Text provided >>
========

This is where the difference between open source and proprietary development comes into stark relief. The open process that accompanies open source development will help to ensure that the software will likely integrate into any given environment and that some bad habits are often avoided. These two things go hand-in-hand. For example, proprietary software development often results in software that is monolithic in nature with a minimum of dependencies on system software and often bundled with its own set of libraries and tools. This gives developers the leeway to do whatever they want, often employing specific versions of libraries, reinventing various wheels, and generally veering far from the path of creating software that works well in a broader context.

Open source software developers, by contrast, have no such luxury. From day one, their users demand the ultimate in flexibility, integration, and conformance to standard data center systems practices. This means the utilization of existing tools and libraries whenever possible, baking into the process the idea that your software will be a cog in a much larger data center machine. Note that nowhere did I mention that open source development was faster or more innovative, although it can be. On one hand, developers love the fact that they have complete control over the end product and don't have to deal with annoyances, such as customer demands that their precious software honor their existing workflows. On the other hand, end users love the fact that their open source deployments likely have a long history of use within large data centers and that those previous users made sure the software was to their liking.

========

Provided records >>
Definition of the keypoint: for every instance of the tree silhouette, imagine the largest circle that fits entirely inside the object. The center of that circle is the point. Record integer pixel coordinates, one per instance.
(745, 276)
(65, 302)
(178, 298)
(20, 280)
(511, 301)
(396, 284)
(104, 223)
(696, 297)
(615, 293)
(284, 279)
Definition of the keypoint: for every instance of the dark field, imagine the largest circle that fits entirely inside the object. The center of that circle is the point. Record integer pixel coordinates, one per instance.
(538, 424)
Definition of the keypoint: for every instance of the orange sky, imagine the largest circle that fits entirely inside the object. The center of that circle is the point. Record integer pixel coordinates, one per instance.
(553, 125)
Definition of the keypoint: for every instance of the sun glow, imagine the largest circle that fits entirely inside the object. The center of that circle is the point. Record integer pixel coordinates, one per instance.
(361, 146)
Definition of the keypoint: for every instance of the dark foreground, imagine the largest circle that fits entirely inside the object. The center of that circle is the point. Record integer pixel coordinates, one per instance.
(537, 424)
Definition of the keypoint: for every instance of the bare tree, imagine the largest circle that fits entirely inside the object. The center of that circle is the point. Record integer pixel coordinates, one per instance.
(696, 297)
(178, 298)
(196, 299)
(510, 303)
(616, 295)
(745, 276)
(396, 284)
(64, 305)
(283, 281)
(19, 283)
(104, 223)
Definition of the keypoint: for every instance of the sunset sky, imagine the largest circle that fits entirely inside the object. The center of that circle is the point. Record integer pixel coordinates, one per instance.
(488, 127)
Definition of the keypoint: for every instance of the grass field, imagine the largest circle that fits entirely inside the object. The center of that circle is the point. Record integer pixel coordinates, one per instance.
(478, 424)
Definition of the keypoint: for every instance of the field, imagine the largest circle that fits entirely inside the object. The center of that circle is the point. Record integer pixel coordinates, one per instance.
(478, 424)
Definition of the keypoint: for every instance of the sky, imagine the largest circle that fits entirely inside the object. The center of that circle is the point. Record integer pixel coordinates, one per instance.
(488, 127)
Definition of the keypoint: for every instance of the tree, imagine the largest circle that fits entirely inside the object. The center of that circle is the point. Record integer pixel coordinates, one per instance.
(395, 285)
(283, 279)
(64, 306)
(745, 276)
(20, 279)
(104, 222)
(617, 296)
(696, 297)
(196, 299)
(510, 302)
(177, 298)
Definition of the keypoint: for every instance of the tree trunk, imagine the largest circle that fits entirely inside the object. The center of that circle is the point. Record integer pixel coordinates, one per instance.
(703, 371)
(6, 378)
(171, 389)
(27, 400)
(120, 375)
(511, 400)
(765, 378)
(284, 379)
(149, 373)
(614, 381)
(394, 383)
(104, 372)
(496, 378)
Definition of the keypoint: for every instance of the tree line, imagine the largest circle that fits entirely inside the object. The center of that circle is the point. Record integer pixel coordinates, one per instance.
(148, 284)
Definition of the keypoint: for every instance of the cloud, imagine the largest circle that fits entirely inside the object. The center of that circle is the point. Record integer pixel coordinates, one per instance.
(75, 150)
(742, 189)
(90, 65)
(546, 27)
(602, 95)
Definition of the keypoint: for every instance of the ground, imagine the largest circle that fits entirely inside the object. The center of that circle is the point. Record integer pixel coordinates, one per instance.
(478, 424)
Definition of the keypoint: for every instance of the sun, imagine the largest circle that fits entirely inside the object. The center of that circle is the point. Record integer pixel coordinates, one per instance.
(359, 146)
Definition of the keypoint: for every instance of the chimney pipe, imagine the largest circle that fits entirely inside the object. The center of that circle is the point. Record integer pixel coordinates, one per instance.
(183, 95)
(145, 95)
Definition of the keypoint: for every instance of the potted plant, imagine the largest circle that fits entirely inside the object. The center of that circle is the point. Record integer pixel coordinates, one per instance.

========

What the task requires >>
Reproduce word for word the part of the passage above on open source and proprietary development, starting at "This is where" and ending at "a broader context.".

Task result >>
This is where the difference between open source and proprietary development comes into stark relief. The open process that accompanies open source development will help to ensure that the software will likely integrate into any given environment and that some bad habits are often avoided. These two things go hand-in-hand. For example, proprietary software development often results in software that is monolithic in nature with a minimum of dependencies on system software and often bundled with its own set of libraries and tools. This gives developers the leeway to do whatever they want, often employing specific versions of libraries, reinventing various wheels, and generally veering far from the path of creating software that works well in a broader context.